### Problem statement
Only the lines from the one containing "of the coral" to the end of the records belong in the answer; repeat them exactly and drop the pictures.

### Items listed in a dataset
——————

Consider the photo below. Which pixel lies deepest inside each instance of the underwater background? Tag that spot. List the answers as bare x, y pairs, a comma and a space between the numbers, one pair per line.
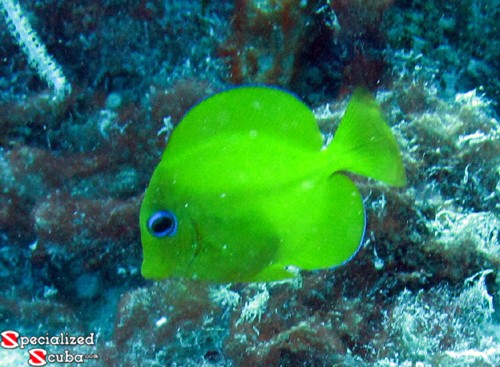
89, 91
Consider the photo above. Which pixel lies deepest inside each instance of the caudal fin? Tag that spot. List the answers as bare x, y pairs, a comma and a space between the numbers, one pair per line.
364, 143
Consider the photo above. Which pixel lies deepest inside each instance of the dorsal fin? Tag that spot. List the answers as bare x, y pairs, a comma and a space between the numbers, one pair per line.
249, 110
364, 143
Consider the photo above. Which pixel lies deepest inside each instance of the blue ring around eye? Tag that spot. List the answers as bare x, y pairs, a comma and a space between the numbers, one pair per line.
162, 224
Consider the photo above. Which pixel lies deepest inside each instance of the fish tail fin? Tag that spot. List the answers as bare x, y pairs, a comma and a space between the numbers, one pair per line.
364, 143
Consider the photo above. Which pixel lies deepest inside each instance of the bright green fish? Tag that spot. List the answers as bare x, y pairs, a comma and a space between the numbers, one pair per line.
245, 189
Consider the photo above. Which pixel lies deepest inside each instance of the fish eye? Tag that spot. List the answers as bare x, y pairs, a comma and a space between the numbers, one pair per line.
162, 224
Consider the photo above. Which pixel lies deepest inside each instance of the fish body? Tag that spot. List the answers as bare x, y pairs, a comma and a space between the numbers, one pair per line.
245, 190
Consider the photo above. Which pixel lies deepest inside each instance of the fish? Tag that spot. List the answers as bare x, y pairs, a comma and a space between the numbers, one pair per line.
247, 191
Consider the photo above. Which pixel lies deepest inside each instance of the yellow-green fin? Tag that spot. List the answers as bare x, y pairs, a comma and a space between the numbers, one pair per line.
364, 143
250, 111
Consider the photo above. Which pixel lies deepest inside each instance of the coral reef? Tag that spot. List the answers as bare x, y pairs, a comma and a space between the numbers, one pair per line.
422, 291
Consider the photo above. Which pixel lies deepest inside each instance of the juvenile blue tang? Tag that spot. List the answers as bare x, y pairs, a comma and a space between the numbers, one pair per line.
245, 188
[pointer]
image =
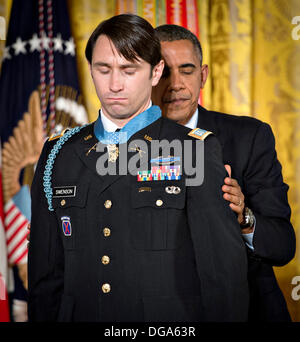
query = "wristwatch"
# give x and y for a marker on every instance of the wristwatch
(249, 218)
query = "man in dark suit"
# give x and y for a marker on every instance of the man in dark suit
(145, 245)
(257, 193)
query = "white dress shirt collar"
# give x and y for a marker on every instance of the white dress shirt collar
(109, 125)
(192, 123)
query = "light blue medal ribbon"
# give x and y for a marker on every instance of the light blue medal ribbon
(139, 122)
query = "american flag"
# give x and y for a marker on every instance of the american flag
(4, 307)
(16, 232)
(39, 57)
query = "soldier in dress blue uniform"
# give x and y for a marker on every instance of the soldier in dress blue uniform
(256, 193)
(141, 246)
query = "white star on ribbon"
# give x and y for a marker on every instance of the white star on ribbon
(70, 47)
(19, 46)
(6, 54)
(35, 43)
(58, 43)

——————

### Task result
Consider the photo above. Which pixel lies deepest inside each instance of the coral reef? Tag that spot. List the answers as bare x, y pairs, a comma and a space between the numbers, one pair per line.
422, 291
Consider the photo above. Which pixel lies deepest inside each instance of the juvenile blue tang? Tag that spot. List the answers as bare x, y pairs, a comma and a space between the numbers, one pair per line.
245, 188
[pointer]
image =
query = "wristwatch"
# give x and y for a marker on every instance of the wristwatch
(249, 218)
query = "man in dark suit"
# give x and y for a marker on every instance of the man in dark suit
(145, 245)
(257, 193)
query = "white dress shirt collar"
# give x and y for a marker on every instance of the white dress shirt collar
(109, 125)
(192, 123)
query = "light blue medal ribbon"
# give x and y for a marker on every instance of the light blue medal ribbon
(139, 122)
query = "american flag"
# give x and y for a marker on every instance of the american flag
(4, 307)
(16, 232)
(39, 57)
query = "soldier in dress blue uniform"
# give x and y for a marker on every instance of the soldier in dress blue uniform
(256, 193)
(141, 246)
query = "white star on ribbon"
# give x and y for a marker on every instance of the white star on ribbon
(70, 47)
(19, 46)
(6, 54)
(35, 43)
(58, 43)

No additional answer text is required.